An exact copy of the listing is what the response must contain.
[STUDY MATERIAL]
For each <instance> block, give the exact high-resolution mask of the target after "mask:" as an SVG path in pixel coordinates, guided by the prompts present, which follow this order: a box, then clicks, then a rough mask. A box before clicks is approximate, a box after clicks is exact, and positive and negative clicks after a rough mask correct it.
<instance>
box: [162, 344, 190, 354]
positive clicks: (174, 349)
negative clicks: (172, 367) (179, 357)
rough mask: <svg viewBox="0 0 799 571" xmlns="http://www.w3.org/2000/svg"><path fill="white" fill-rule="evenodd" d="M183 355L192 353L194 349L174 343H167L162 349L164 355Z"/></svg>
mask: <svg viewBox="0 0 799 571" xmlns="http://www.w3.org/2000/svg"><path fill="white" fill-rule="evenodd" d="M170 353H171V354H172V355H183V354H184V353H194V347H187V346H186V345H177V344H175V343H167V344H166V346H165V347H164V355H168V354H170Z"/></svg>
[/STUDY MATERIAL]
*YOUR RESPONSE:*
For each <instance> block, give the exact high-resolution mask of the target after "mask:" as an SVG path in pixel coordinates, guided by the prompts present, which follow this order: a box, then clicks, then a rough mask. A box before clicks is approximate, a box after clicks is exact, and positive and negative clicks after a rough mask correct it.
<instance>
box: [162, 344, 190, 354]
positive clicks: (174, 349)
negative clicks: (172, 367) (179, 357)
rough mask: <svg viewBox="0 0 799 571" xmlns="http://www.w3.org/2000/svg"><path fill="white" fill-rule="evenodd" d="M183 355L192 353L194 349L174 343H167L162 349L164 355Z"/></svg>
mask: <svg viewBox="0 0 799 571" xmlns="http://www.w3.org/2000/svg"><path fill="white" fill-rule="evenodd" d="M170 353H171V354H172V355H183V354H184V353H194V347H187V346H186V345H177V344H175V343H167V344H166V346H165V347H164V355H168V354H170Z"/></svg>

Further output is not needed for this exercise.